[start]

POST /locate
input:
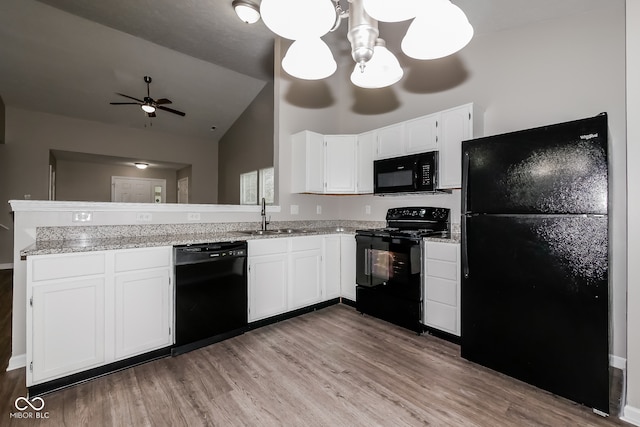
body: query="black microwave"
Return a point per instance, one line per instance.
(406, 174)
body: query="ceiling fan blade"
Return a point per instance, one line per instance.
(171, 110)
(130, 97)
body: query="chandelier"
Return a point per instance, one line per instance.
(439, 28)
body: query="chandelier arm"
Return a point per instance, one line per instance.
(340, 15)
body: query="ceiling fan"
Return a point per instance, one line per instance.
(148, 104)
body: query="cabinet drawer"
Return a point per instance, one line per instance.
(442, 290)
(442, 317)
(60, 267)
(441, 269)
(141, 259)
(268, 246)
(306, 243)
(443, 251)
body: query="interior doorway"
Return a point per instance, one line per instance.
(138, 190)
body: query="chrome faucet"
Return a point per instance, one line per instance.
(263, 212)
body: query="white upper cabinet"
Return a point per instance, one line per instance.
(421, 134)
(340, 163)
(390, 141)
(307, 155)
(366, 148)
(331, 164)
(456, 125)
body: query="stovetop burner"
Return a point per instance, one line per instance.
(414, 223)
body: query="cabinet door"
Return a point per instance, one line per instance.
(390, 141)
(421, 135)
(68, 328)
(366, 146)
(331, 268)
(340, 163)
(442, 286)
(267, 286)
(348, 267)
(306, 278)
(142, 312)
(307, 162)
(455, 127)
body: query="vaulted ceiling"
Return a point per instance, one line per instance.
(70, 57)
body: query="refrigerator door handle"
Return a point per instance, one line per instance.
(465, 181)
(463, 248)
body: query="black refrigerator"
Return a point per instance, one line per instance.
(534, 249)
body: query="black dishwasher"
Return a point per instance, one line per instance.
(211, 293)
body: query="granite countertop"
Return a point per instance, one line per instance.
(112, 238)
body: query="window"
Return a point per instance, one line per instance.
(255, 185)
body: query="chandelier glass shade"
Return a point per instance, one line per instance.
(382, 70)
(297, 19)
(392, 11)
(439, 28)
(309, 59)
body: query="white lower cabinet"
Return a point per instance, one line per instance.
(90, 309)
(332, 266)
(348, 266)
(67, 328)
(268, 271)
(288, 273)
(442, 286)
(305, 271)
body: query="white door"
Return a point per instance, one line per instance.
(267, 286)
(137, 190)
(183, 190)
(68, 327)
(142, 312)
(305, 284)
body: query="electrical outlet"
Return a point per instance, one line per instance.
(82, 217)
(143, 216)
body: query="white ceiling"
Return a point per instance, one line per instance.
(55, 58)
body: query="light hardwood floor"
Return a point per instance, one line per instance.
(331, 367)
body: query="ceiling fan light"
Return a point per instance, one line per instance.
(382, 70)
(294, 19)
(309, 59)
(148, 108)
(388, 11)
(247, 11)
(440, 29)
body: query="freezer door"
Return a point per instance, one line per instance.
(535, 302)
(553, 169)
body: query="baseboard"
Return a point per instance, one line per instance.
(17, 362)
(618, 362)
(631, 415)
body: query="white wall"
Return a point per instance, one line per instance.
(632, 409)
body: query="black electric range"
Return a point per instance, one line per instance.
(389, 264)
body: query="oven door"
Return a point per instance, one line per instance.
(390, 262)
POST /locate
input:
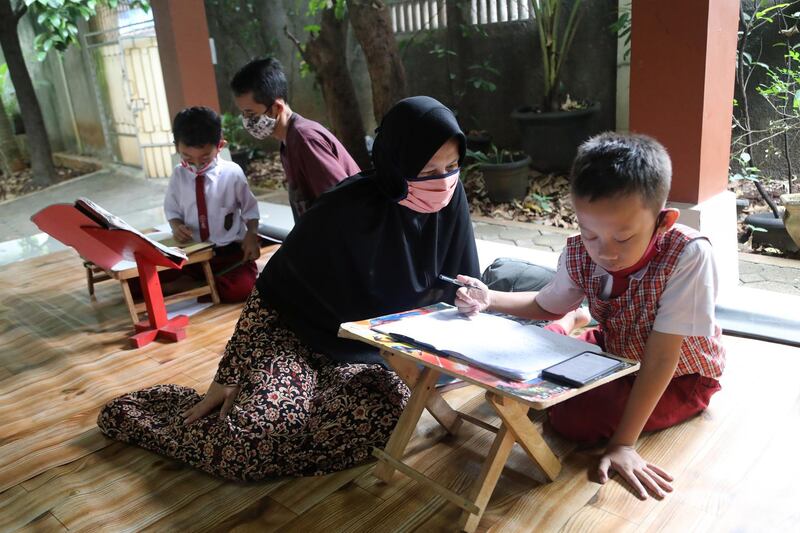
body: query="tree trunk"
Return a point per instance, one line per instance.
(10, 155)
(326, 54)
(457, 19)
(43, 170)
(372, 26)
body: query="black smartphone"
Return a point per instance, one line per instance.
(582, 369)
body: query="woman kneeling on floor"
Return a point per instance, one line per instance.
(290, 398)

[end]

Short problem:
Extract all the entries word for word; omit any pictures.

Response:
POST /locate
input:
body: query="black microwave"
Return a point per instance, one line per instance.
(406, 174)
body: query="ceiling fan blade"
Return a point per instance, one line per instance.
(171, 110)
(130, 97)
body: query="chandelier"
Return a point per instance, one line per instance.
(439, 28)
body: query="chandelier arm"
Return a point per instance, one line per instance.
(340, 15)
body: query="ceiling fan"
Return a point per instance, one line per instance.
(148, 104)
body: query="cabinet drawer"
Return a point per instance, one line per instance.
(442, 290)
(442, 317)
(60, 267)
(441, 269)
(141, 259)
(268, 246)
(306, 243)
(443, 251)
body: query="interior doorway"
Return a point per instance, one line per instance.
(138, 190)
body: query="chrome faucet"
Return a point per instance, one line per instance.
(263, 212)
body: query="white upper cabinet"
Return a point per instance, one line per instance.
(421, 134)
(340, 163)
(390, 141)
(307, 155)
(366, 148)
(331, 164)
(456, 125)
body: query="stovetop burner"
Return a point per instance, one line per instance.
(414, 223)
body: query="cabinet door"
Return a point per instance, one line per instance.
(390, 141)
(421, 135)
(68, 328)
(366, 146)
(331, 268)
(340, 163)
(442, 286)
(267, 286)
(348, 267)
(306, 278)
(142, 312)
(307, 162)
(455, 127)
body: query="vaulted ceiling"
Return a point per instance, one line per instance.
(70, 57)
body: query="refrigerator door handle"
Return a point per instance, one line per instance.
(465, 181)
(463, 248)
body: query="black refrigerator"
Return a point per instance, one line per instance.
(534, 249)
body: query="black dishwasher"
Return a point per instance, one line per instance.
(211, 293)
body: query="granite countertop"
Return a point per instance, one line per instance.
(112, 238)
body: query="window"
Return a point per instance, one line per instance.
(255, 185)
body: query="chandelier glass shade"
Return a point per instance, one line per instance.
(382, 70)
(297, 19)
(392, 11)
(439, 28)
(309, 59)
body: query="white lower cabinet"
Return a point per instance, one line per instance.
(90, 309)
(332, 266)
(348, 266)
(67, 328)
(268, 271)
(288, 273)
(442, 286)
(305, 271)
body: query="white door"
Return a point per instance, one line per instance.
(267, 286)
(137, 190)
(183, 190)
(68, 327)
(142, 312)
(305, 284)
body: query="electrical outlet"
Return a point per instance, one line per instance.
(82, 217)
(143, 216)
body: query="white ceiling"
Return a point per instance, one line per instance.
(55, 58)
body: query="light hardwood floor"
Return a point per instance, one line per instance.
(331, 367)
body: query="ceiling fan light"
Return a point per instance, one line per instance.
(382, 70)
(294, 19)
(309, 59)
(148, 108)
(388, 11)
(247, 11)
(440, 29)
body: query="freezer door"
Return a point per instance, one line per instance.
(535, 302)
(553, 169)
body: query="baseboard"
Return a point per instance, one line per instance.
(17, 362)
(618, 362)
(631, 415)
body: query="white wall"
Return a point per instance, one line per instance.
(632, 409)
body: query="black electric range"
Return a point per instance, one line per instance.
(389, 264)
body: query="oven door"
Return a point per instance, one line per instance.
(390, 262)
POST /locate
input:
body: query="tree trunk"
Return a point per instance, one line per instance.
(10, 155)
(326, 54)
(457, 19)
(43, 170)
(372, 26)
body: query="black smartphone"
Return a point per instance, one line per instance.
(582, 369)
body: query="woman kneeling on floor"
Return a point per instance, one line per instance.
(290, 398)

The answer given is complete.